↓

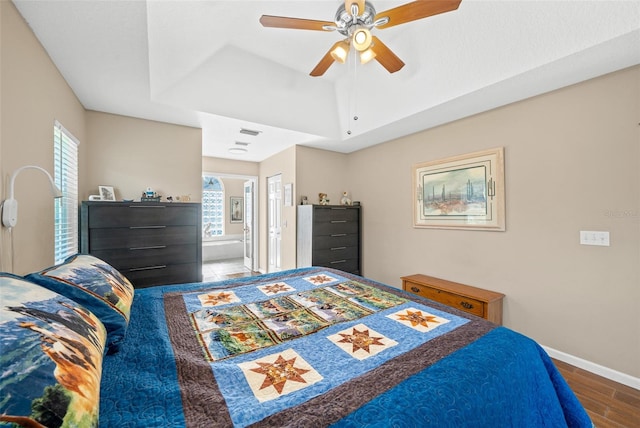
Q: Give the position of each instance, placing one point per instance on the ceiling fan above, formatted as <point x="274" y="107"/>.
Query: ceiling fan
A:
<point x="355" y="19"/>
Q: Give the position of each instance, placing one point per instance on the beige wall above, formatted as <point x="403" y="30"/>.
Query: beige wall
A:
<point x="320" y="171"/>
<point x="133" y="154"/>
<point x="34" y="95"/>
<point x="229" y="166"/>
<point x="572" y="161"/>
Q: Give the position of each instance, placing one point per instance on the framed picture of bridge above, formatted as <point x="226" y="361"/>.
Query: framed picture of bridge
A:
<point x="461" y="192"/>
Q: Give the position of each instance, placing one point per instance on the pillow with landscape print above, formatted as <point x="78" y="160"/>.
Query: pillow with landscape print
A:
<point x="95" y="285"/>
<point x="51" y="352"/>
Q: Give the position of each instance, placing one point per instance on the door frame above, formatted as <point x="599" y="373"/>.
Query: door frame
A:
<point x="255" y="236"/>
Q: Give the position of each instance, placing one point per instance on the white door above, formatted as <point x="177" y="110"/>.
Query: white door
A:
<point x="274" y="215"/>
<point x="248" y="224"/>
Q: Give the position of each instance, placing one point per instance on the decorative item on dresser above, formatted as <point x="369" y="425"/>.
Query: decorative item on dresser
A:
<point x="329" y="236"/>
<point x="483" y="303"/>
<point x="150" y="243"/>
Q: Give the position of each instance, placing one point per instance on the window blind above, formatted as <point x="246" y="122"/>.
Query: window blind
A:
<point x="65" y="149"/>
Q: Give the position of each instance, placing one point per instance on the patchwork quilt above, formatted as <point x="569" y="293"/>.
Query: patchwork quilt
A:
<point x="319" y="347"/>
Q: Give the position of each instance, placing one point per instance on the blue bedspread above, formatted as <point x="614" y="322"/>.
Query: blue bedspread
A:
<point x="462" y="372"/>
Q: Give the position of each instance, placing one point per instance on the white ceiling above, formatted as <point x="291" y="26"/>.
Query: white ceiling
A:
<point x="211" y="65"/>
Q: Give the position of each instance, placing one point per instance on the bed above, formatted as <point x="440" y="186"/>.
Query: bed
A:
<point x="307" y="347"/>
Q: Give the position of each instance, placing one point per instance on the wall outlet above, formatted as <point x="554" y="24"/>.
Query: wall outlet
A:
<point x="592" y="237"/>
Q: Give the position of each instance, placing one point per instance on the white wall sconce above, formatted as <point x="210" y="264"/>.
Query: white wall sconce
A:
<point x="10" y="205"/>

↑
↓

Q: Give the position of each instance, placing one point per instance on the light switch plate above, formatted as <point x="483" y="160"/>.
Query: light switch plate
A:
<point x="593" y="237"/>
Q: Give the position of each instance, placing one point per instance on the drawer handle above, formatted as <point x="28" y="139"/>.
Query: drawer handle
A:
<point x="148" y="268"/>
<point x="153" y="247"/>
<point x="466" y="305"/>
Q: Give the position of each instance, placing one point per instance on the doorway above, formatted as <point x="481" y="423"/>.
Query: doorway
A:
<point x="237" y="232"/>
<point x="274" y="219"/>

↑

→ **Exercise details**
Count the lines in the records above that contain the string "light", with case counting. Reply with the number alone.

→ **Response for this exercise**
2